Supplied text:
Re: [PATCH v2] nvme/tcp: Add support to set the tcp worker cpu affinity

From: Li Feng
Date: Mon Apr 17 2023 - 23:28:04 EST




> 2023年4月17日 下午9:33,Sagi Grimberg <sagi@xxxxxxxxxxx> 写道:
>
>
>>>> On Thu, Apr 13, 2023 at 09:29:41PM +0800, Li Feng wrote:
>>>>> The default worker affinity policy is using all online cpus, e.g. from 0
>>>>> to N-1. However, some cpus are busy for other jobs, then the nvme-tcp will
>>>>> have a bad performance.
>>>>
>>>> Can you explain in detail how nvme-tcp performs worse in this situation?
>>>>
>>>> If some of CPUs are knows as busy, you can submit the nvme-tcp io jobs
>>>> on other non-busy CPUs via taskset, or scheduler is supposed to choose
>>>> proper CPUs for you. And usually nvme-tcp device should be saturated
>>>> with limited io depth or jobs/cpus.
>>>>
>>>>
>>>> Thanks,
>>>> Ming
>>>>
>>>
>>> Taskset can’t work on nvme-tcp io-queues, because the worker cpu has decided at the nvme-tcp ‘connect’ stage,
>>> not the sending io stage. Assume there is only one io-queue, the binding cpu is CPU0, no matter io jobs
>>> run other cpus.
>> OK, looks the problem is on queue->io_cpu, see nvme_tcp_queue_request().
>> But I am wondering why nvme-tcp doesn't queue the io work on the current
>> cpu? And why is queue->io_cpu introduced? Given blk-mq defines cpu
>> affinities for each hw queue, driver is supposed to submit IO request
>> to hardware on the local CPU.
>> Sagi and Guys, any ideas about introducing queue->io_cpu?
>
> Hey Ming,
>
> I have some vague memories wrt to this, but from what I recall:
>
> - The number of queues is dependent on both the controller and
> the user (Not a reason/motivation on its own, just clarifying).
>
> - It simply matches what pci does (to some extent, outside of rx side
> entropy that may exist), it just happens to take more cpu cycles due to
> the network stack overhead.
>
> - I didn't want io threads to change CPUs because of RFS/aRFS
> optimizations that people use, which allows the NIC to steer interrupts
> (and napi context) to where the io thread is running, and thus minimize
> latency due to improved locality. that on its own was shown to be worth
> over 30% reduction.

Required actions:
• 1. Condense the paragraph in the nvme-tcp patch thread that begins "Taskset can’t work on nvme-tcp io-queues" into a short list of its main points.
• 2. Pick up the nvme-tcp patch thread after its last sentence and continue it.
The records are separate from the nvme-tcp patch thread.

Data drawn from a collection
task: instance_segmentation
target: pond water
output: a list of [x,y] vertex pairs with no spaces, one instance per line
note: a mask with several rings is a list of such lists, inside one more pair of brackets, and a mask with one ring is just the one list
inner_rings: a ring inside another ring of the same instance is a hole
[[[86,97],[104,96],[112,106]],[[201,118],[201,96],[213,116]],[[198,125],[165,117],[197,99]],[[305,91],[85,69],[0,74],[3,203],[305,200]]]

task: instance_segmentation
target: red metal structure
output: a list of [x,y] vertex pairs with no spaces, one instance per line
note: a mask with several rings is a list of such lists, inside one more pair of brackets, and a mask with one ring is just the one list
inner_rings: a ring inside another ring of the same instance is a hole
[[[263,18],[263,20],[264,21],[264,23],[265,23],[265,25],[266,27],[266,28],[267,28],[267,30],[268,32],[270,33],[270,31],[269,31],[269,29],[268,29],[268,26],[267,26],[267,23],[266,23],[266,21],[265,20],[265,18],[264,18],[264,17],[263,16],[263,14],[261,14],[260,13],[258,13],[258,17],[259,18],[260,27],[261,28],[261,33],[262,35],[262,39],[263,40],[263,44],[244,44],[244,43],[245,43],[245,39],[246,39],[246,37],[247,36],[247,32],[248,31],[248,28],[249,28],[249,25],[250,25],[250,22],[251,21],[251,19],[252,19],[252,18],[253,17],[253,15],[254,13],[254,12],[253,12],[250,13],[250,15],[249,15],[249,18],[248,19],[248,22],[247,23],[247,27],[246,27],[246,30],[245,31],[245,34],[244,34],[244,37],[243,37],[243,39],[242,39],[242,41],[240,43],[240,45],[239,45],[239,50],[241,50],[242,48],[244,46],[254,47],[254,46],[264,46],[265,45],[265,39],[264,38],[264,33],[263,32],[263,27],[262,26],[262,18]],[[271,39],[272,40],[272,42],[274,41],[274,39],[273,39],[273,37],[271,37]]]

Answers to the exercises:
• 1.
- Taskset cannot control the CPU used by nvme-tcp io-queues.
- The worker CPU is decided at the nvme-tcp connect stage, not when I/O is sent.
- With only one io-queue bound to CPU0, that binding holds no matter which CPUs the I/O jobs run on.

• 2.
>
RFS works not good here. On my aarch64, the NIC irq is handled on NUMA node 2 CPU.
And nvme-tcp io-queue is busy on CPU0.

> - At some point nvme-tcp rx context used to run in softirq, and having
> to synchronize different cores (on different numa nodes maybe, depends
> on what RSS decided) when processing the socket resulted in high
> latency as well. This is not the case today (due to some nics back then
> that surfaced various issues with this) but it may be come back in
> the future again (if shown to provide value).
>
> - Also today when there is a sync network send from .queue_rq path,
> it is only executed when the running cpu == queue->io_cpu, to avoid high
> contention. My concern is that if the io context is not bound to
> a specific cpu, it may create heavier contention on queue serialization.
> Today there are at most 2 contexts that compete, io context (triggered from network rx or scheduled in the submission path) and .queue_rq sync
> network send path. I'd prefer to not have to introduce more contention with increasing number of threads accessing an nvme controller.
>
> Having said that, I don't think there is a fundamental issue with
> using queue_work, or queue_work_node(cur_cpu) or
> queue_work_node(netdev_home_cpu), if that does not introduce
> additional latency in the common cases. Although having io threads
> bounce around is going to regress users that use RFS/aRFS...